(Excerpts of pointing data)
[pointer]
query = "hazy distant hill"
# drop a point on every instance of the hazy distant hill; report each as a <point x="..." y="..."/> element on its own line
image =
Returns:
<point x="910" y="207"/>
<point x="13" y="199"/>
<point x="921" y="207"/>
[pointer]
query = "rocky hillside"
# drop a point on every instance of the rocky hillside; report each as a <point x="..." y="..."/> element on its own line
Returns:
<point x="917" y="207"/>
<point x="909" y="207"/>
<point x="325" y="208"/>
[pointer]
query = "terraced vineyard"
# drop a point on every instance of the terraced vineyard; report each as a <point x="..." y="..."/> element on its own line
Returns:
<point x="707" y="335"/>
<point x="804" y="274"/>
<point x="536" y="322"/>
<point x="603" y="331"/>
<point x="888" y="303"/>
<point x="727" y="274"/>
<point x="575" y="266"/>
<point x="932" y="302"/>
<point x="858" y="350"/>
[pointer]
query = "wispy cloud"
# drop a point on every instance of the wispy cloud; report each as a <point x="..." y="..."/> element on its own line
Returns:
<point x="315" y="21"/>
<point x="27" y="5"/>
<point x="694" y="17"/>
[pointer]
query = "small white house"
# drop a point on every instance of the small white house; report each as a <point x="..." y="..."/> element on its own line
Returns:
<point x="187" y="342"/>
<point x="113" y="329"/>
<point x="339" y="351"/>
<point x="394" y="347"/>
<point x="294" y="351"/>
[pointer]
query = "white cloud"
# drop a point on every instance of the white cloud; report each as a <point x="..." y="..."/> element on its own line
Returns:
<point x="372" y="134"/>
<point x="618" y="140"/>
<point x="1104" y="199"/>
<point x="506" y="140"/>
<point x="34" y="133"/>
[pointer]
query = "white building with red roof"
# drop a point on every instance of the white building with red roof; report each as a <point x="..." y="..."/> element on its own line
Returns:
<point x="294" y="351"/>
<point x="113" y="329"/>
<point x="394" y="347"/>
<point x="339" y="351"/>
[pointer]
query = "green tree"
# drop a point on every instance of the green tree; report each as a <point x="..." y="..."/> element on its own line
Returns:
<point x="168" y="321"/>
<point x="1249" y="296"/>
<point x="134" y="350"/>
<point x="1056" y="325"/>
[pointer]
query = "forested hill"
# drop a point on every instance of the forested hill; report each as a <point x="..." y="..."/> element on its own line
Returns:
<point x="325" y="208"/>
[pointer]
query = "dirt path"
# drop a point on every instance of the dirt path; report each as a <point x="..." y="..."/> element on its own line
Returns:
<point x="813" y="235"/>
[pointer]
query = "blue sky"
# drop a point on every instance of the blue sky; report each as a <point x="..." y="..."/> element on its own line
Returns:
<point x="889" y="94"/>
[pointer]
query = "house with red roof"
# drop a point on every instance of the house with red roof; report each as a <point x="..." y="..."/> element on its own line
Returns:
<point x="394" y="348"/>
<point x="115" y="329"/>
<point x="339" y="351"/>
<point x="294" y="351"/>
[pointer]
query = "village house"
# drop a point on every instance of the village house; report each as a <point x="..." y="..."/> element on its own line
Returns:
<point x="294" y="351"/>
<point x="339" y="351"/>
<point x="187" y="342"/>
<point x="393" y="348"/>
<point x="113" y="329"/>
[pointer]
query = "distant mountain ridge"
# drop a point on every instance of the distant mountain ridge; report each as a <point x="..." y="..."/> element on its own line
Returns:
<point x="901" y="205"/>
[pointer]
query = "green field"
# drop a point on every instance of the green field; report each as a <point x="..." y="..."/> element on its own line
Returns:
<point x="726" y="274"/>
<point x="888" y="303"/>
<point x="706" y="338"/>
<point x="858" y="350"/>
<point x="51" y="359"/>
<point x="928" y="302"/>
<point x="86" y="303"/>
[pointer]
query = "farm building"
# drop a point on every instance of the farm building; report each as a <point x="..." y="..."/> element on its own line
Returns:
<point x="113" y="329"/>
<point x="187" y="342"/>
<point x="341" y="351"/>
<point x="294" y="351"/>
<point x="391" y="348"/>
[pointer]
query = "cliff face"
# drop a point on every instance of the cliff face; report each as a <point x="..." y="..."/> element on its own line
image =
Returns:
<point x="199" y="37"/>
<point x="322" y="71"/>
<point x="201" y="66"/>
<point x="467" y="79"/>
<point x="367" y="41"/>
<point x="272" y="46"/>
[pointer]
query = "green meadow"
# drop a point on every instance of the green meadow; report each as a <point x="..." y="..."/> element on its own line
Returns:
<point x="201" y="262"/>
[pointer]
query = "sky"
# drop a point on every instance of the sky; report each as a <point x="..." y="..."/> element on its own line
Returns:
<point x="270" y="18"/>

#### Given problem:
Identify each line in the rows that contains the word "wispy", where uppercase and lowercase letters count as different, and copy those lines in full.

#### Solution for this task:
query = "wispy cloud"
# drop a point on every instance of the wispy cloud; report each as a <point x="..." y="..."/> element on its own line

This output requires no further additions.